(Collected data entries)

:::::

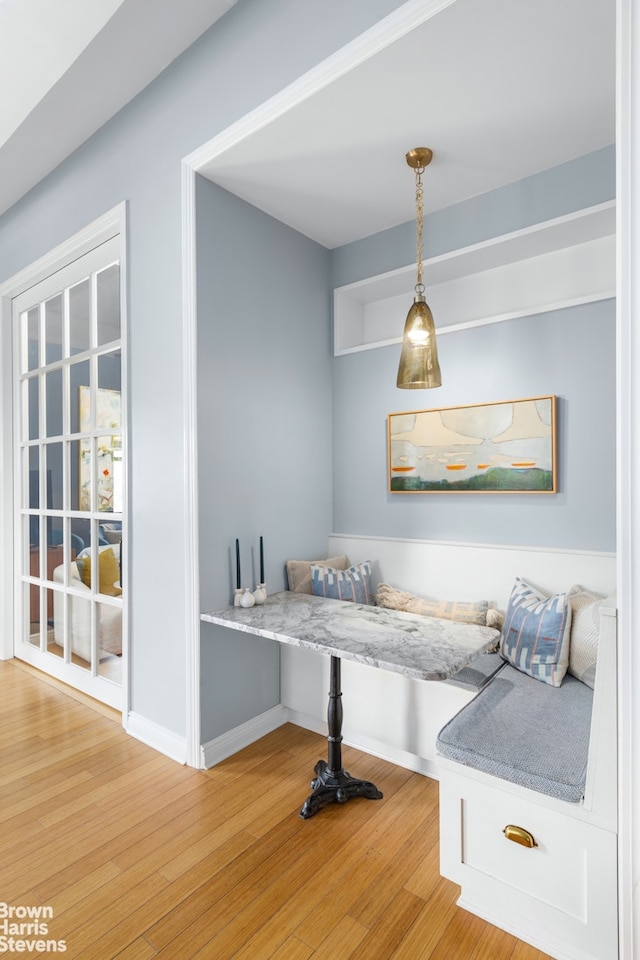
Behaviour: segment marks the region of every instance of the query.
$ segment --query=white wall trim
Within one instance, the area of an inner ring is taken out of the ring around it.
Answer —
[[[161,727],[159,724],[148,720],[139,713],[130,712],[127,715],[126,722],[127,733],[146,743],[148,747],[153,747],[159,753],[169,757],[171,760],[177,760],[178,763],[187,762],[187,741],[185,737],[178,736],[171,730]]]
[[[13,363],[11,298],[0,297],[0,659],[13,656]]]
[[[617,0],[620,960],[640,957],[640,0]]]
[[[226,760],[227,757],[233,756],[239,750],[271,733],[272,730],[277,730],[285,723],[293,723],[304,730],[311,730],[325,738],[327,735],[327,724],[324,719],[319,720],[312,714],[303,713],[300,710],[294,710],[279,704],[277,707],[272,707],[271,710],[266,710],[259,716],[247,720],[239,727],[234,727],[228,733],[204,743],[201,748],[201,766],[204,769],[215,766],[222,760]],[[424,757],[409,753],[407,750],[401,750],[388,743],[383,743],[373,737],[344,736],[343,743],[345,746],[353,747],[355,750],[360,750],[372,757],[380,757],[381,760],[387,760],[389,763],[405,767],[407,770],[414,770],[416,773],[421,773],[434,780],[439,779],[437,764]],[[309,772],[309,775],[311,775],[311,772]]]
[[[122,527],[124,535],[124,544],[121,544],[122,562],[124,564],[123,575],[123,622],[122,622],[122,725],[126,730],[125,720],[129,716],[131,707],[131,436],[129,425],[131,417],[129,415],[129,259],[128,259],[128,235],[127,235],[127,213],[128,207],[126,201],[117,207],[118,210],[118,243],[120,246],[120,354],[122,379],[125,385],[121,392],[122,416],[125,425],[123,436],[122,455],[126,465],[124,475],[124,502],[126,512],[122,518]]]
[[[311,730],[313,733],[319,733],[323,737],[326,737],[326,722],[319,721],[318,718],[312,714],[303,713],[291,707],[287,707],[286,710],[289,723],[294,723],[297,727],[302,727],[304,730]],[[401,750],[399,747],[394,747],[393,744],[384,743],[382,740],[376,740],[374,737],[367,737],[362,734],[348,736],[344,733],[344,730],[342,742],[347,747],[353,747],[354,750],[360,750],[362,753],[369,754],[372,757],[387,760],[389,763],[394,763],[397,767],[413,770],[415,773],[421,773],[425,777],[431,777],[432,780],[440,779],[440,768],[437,763],[425,757],[419,757],[415,753],[410,753],[408,750]],[[366,764],[365,769],[360,771],[360,775],[366,777]]]
[[[189,766],[198,767],[201,760],[201,734],[196,173],[183,161],[181,175],[187,763]]]
[[[611,200],[428,258],[438,336],[612,299],[615,230]],[[334,289],[335,356],[400,343],[413,271],[408,264]]]
[[[506,320],[520,320],[522,317],[537,317],[543,313],[552,313],[556,310],[566,310],[568,307],[580,307],[585,303],[598,303],[601,300],[612,300],[615,297],[615,290],[607,290],[599,294],[589,294],[584,297],[570,297],[567,300],[554,303],[544,303],[532,309],[526,307],[522,310],[511,310],[509,313],[502,313],[492,317],[483,317],[480,320],[465,320],[464,323],[451,323],[448,326],[441,326],[436,330],[438,337],[443,337],[447,333],[460,333],[462,330],[474,330],[476,327],[489,327],[494,323],[504,323]],[[411,300],[407,301],[411,304]],[[406,304],[405,304],[406,305]],[[402,320],[402,317],[401,317]],[[357,347],[342,347],[335,350],[336,357],[343,357],[349,353],[362,353],[363,350],[377,350],[378,347],[393,347],[402,343],[402,337],[390,337],[388,340],[376,340],[372,343],[361,343]]]
[[[549,250],[575,246],[583,241],[613,235],[615,224],[616,201],[604,200],[602,203],[583,207],[571,213],[563,213],[550,220],[541,220],[527,227],[519,227],[508,233],[499,233],[486,240],[478,240],[466,247],[455,247],[445,253],[438,253],[428,257],[425,264],[438,267],[440,271],[446,268],[445,273],[438,273],[434,277],[434,282],[442,283],[466,273],[478,273],[514,260],[528,260]],[[506,253],[501,252],[505,249]],[[464,264],[462,269],[456,266],[458,263]],[[406,290],[407,279],[413,277],[415,269],[415,263],[408,263],[403,267],[385,270],[373,277],[353,280],[351,283],[336,287],[336,290],[358,296],[362,301],[381,300]]]
[[[371,540],[376,543],[425,543],[433,547],[468,547],[471,550],[508,550],[509,552],[523,553],[557,553],[569,554],[578,557],[607,557],[614,559],[616,554],[606,550],[574,550],[568,547],[531,547],[512,543],[475,543],[465,540],[428,540],[419,537],[379,537],[374,534],[363,533],[330,533],[332,540]]]
[[[115,237],[118,233],[124,236],[126,211],[127,205],[124,201],[117,204],[72,237],[58,244],[53,250],[49,250],[38,260],[9,277],[8,280],[0,284],[0,297],[13,299],[36,283],[40,283],[41,280],[51,276],[71,259],[75,260],[83,256],[99,244]]]
[[[203,743],[200,751],[200,766],[204,769],[214,767],[216,763],[226,760],[238,750],[243,750],[260,737],[266,736],[288,722],[289,711],[281,704],[265,710],[264,713],[247,720],[246,723],[241,723],[240,726],[223,733],[220,737]]]
[[[226,150],[268,126],[454,2],[455,0],[409,0],[322,63],[302,74],[288,87],[188,154],[184,162],[194,170],[202,170],[207,163]]]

:::::

Please transcribe exactly the lines from the start of the records through the line containing "Within one instance, the", leaving the pictures out.

→ Your solution
Behaviour: segment marks the region of every instance of the query.
$ segment --query=white wall trim
Within one instance, the area of an inner ring is taken out of the ring around it.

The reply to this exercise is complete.